* [THE TASKS]
• A. Quote the passage on meditation verbatim, beginning at the words "Editor’s note: This" and stopping after "prayer is meditation.".
• B. Extend the passage on meditation below from its final sentence, before the data.

Editor’s note: This is part 33 of a series, “The Kingdom of Grace.” Part 32 can be found here.
The life of prayer is primarily an interior response to the God who first loved us, yet the life of prayer grows and shows itself through many different acts of prayer. One of the most important acts of prayer is meditation.
When many people hear the word meditation today, they likely think of a specific form of mental prayer involving the use of imagination, the imaginative composition of a scene from the life of Christ, a dialogue or colloquy with the characters in the scene, and the formation of various resolutions for action. Instruction in such meditation typically involves step-by-step enumeration of what to do. First, quiet yourself and place yourself in the presence of God. Second, recall the topic, e.g. the Crucifixion of the Lord. Third, compose the scene using your imagination. Consider all the people in detail. Imagine the sights, sounds, and smells of the place. Fourth, enter into dialogue with the characters in the scene. And so on. Illustrious Saints such as Ignatius of Loyola, Francis de Sales, and others have taught generations of Catholics to no small profit how to meditate and pray in such a manner. The practice is salutary, but is not the whole meaning or the most ancient meaning of the term meditation. In fact, it is a very specific and fairly modern form of meditation or mental prayer.

* [DATASET CONTENT]

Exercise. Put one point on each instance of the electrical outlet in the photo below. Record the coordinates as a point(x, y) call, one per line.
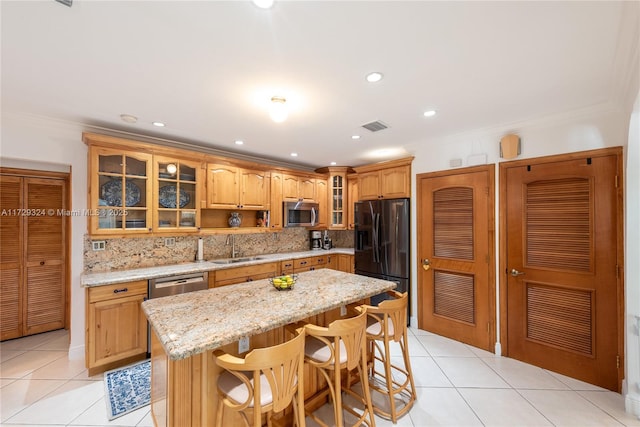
point(243, 345)
point(98, 245)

* [THE RESULTS]
• A.
Editor’s note: This is part 33 of a series, “The Kingdom of Grace.” Part 32 can be found here.
The life of prayer is primarily an interior response to the God who first loved us, yet the life of prayer grows and shows itself through many different acts of prayer. One of the most important acts of prayer is meditation.

• B.
The broader and more ancient meaning of meditation is also worth understanding. In the previous article, we discussed Lectio Divina. Most people are taught the practice of lectio divina in terms of four steps: reading, meditation, prayer, and contemplation. It is a simple, practical, and time-honored way to learn the practice. The first step – reading – involves the selection of a text, a slow reading of it, and a certain readiness to listen should something jump off the page or strike you personally. The second step – meditation – is not necessarily an imaginative composition of a scene, a perusal of the sights, sounds, and smells of the place, or a dialogue with the people involved. Meditation is, rather, a broad term for thinking things through in any way at all.
Meditation might consist of an imaginative composition of the scene depicted in Scripture, but it might consist of other things. One might draw connections with other passages of Scripture, consider prefigurations and fulfillments, make applications to present life circumstances, or simply wonder at what is going on for a moment. Meditation might also mean raising questions, seeking answers, consulting concordances, considering the overall context of the passage, the particular book in the bible, or remembering illuminating remarks from sacred Tradition or teachings of the Church. It includes many other things too. In short, meditation is a word for a rather open form of inquiry. Meditation is not one specific method, but a free-style mulling over of the meaning of Scripture.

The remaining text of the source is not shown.